_What is needed_
Copy out all of the records. Keep every word exact.

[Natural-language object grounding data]
◆ ◆ ◆ ◆ ◆
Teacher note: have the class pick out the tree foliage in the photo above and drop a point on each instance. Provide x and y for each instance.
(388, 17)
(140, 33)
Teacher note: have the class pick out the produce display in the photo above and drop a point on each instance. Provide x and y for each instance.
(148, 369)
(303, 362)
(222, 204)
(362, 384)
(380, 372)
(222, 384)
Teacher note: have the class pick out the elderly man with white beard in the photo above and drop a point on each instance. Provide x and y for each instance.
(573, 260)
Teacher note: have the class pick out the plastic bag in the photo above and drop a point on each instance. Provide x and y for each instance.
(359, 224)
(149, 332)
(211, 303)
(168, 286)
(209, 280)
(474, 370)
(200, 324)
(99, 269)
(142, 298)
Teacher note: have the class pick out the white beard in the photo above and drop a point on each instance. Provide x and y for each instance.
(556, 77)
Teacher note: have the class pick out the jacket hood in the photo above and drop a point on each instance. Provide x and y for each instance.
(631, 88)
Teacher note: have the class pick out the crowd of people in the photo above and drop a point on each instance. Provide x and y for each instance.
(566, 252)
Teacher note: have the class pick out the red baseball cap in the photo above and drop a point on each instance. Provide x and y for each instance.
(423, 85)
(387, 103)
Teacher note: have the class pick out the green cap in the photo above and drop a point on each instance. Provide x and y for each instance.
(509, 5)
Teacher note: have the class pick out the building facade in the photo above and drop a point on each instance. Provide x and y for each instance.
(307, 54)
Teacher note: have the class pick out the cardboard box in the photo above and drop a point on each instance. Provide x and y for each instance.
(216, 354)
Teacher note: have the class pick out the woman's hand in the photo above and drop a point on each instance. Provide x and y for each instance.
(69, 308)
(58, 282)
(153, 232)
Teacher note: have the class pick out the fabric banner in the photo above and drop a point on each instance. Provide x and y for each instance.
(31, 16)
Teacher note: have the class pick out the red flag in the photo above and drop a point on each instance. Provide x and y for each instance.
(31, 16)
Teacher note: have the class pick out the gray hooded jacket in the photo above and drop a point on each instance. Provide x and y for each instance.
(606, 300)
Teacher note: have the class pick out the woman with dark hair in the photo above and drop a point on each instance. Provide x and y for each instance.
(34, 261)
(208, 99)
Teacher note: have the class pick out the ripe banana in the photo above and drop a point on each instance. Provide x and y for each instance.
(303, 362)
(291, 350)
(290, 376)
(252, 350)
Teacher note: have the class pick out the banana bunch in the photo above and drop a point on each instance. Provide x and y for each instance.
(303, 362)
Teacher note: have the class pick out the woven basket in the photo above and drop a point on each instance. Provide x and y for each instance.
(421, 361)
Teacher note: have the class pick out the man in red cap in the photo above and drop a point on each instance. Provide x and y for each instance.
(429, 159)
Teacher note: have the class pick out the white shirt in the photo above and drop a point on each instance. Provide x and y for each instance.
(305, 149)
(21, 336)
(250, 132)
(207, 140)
◆ ◆ ◆ ◆ ◆
_Finished exercise_
Teacher note: have the class pick out the tree foliage in the photo above and drop a point on each instance. Provide x and y for each instance.
(388, 17)
(140, 33)
Teacher note: have the class pick out the produce display in the photo above and drop a point on each instance. Provide x and y for each instance.
(148, 369)
(303, 362)
(222, 204)
(362, 384)
(380, 372)
(222, 384)
Teacher note: have the class pick out the elderly man with white beard in the photo above and drop a point on each instance. Provide x and y for each instance.
(573, 260)
Teacher note: have the class pick out the plastic bag in the photo above and drop a point on each instance. Provide x and y for each instance.
(359, 224)
(149, 332)
(211, 303)
(168, 286)
(209, 280)
(474, 370)
(200, 324)
(99, 269)
(142, 298)
Teacher note: have the class pick out the white beard in the photo above and drop a point on each instance. Provide x and y for each instance.
(556, 77)
Teacher note: have the class pick out the jacket hood in the photo above and drop a point on each instance. Provide x and y for each instance.
(631, 88)
Teacher note: have the class pick out the crowd of people in the photo above and drop a point on each instance. Provide x and y for each instance.
(566, 252)
Teacher note: have the class pick out the red baseball cap in the photo above and drop a point on each instance. Provide x and y for each instance.
(423, 85)
(387, 103)
Teacher note: have the class pick out the green cap in the photo above and drop a point on each instance. Provide x and y for each instance.
(509, 5)
Teacher note: have the class pick out the building facade in the photo above and drop a point on each instance. Provide x and y for each instance.
(307, 54)
Teacher note: have the class pick out the cardboard box in the photo above and drop a point on each instance. Provide x and y for each instance.
(216, 354)
Teacher note: have the class pick out the woman's hand in the photo above and drop a point on each instance. Provide x and y for each instance.
(69, 308)
(58, 282)
(153, 232)
Teacher note: have the class pick out the fabric banner in the photo above and drop a point on each instance. Provide x and y for each instance.
(31, 16)
Teacher note: have the class pick out the red flag in the photo above and drop a point on each instance. Provide x and y for each instance.
(31, 16)
Teacher note: have the class pick out the gray hooded jacket in the photo above and drop a point on each instance. Provide x and y for each instance.
(606, 300)
Teacher note: have the class pick out the woman with dark hair in the photo above and drop a point on each instance. Provide x and y for each instance.
(34, 261)
(208, 99)
Teacher note: have the class pick out the ripe banana in the photo above and drop a point on each instance. Provide x and y for each instance.
(303, 362)
(291, 350)
(290, 376)
(252, 350)
Teacher note: have the class pick out the banana bunch in the photo above and drop a point on each instance. Provide x and y for each instance.
(303, 362)
Teacher note: have the class pick out the woven basket in the photo above and drop a point on each instance. Provide x and y for each instance.
(421, 361)
Teacher note: have the class pick out the man in red cap in the photo above and drop a point on each instance. Provide x and y for each instance.
(429, 159)
Teacher note: have the class pick out the white shirt in the photo above and drop a point on each instance. Provide x and y for each instance.
(305, 149)
(21, 336)
(250, 132)
(207, 140)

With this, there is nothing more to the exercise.